"""
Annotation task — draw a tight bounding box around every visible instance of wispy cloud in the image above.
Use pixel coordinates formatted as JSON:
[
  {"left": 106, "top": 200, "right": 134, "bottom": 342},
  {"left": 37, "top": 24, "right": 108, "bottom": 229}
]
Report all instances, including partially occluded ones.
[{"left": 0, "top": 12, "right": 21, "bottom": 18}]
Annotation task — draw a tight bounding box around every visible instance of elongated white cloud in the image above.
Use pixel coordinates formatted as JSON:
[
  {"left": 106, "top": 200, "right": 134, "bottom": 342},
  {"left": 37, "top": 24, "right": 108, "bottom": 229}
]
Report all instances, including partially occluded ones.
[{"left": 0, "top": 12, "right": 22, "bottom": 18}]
"""
"""
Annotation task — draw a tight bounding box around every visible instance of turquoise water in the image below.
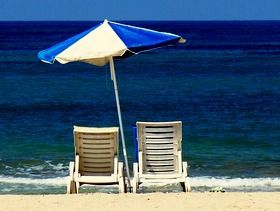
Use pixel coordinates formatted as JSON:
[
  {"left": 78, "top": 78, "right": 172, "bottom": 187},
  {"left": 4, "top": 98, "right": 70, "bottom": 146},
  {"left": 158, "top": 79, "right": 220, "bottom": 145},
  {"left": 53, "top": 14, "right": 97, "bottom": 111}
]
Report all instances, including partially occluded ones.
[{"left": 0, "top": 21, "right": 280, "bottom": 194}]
"""
"""
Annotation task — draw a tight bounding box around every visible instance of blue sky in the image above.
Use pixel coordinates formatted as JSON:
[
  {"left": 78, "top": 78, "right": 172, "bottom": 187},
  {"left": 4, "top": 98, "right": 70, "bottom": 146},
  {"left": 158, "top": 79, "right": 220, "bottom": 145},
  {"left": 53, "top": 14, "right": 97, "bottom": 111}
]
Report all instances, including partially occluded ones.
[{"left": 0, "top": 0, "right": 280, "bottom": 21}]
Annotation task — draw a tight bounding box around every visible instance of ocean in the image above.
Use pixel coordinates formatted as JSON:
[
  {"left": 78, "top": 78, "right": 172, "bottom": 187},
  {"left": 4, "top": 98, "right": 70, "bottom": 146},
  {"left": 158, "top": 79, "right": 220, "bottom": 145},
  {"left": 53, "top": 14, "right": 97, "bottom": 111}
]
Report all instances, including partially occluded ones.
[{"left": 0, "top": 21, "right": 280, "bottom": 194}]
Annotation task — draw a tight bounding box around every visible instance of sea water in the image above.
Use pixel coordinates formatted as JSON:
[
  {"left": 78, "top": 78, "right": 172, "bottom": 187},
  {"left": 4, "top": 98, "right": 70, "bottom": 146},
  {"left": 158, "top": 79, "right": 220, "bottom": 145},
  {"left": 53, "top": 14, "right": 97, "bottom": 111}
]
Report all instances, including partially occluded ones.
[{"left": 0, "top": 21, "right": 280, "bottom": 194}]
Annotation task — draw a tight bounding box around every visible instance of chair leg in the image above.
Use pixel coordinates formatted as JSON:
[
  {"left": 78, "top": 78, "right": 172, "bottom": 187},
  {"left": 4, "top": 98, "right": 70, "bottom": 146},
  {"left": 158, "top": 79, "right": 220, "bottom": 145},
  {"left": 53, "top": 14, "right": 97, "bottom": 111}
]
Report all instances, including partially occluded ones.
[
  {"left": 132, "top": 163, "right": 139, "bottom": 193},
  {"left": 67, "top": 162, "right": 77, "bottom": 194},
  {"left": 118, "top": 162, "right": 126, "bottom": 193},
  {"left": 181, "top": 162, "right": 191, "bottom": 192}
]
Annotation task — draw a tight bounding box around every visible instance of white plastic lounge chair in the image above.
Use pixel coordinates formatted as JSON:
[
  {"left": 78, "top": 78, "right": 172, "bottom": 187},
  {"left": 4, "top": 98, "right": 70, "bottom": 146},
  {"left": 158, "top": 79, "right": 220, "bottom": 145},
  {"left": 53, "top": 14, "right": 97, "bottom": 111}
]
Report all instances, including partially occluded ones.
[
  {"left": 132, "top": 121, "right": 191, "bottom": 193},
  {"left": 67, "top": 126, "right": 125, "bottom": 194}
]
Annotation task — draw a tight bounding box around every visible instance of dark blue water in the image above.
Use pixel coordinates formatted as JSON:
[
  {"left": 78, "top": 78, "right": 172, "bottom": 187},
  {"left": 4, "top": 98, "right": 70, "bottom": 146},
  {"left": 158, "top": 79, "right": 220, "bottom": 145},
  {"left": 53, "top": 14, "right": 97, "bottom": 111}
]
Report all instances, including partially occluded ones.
"""
Exercise task = How many lines of the items above contain the word "every"? Reply with the number alone.

Correct result = 9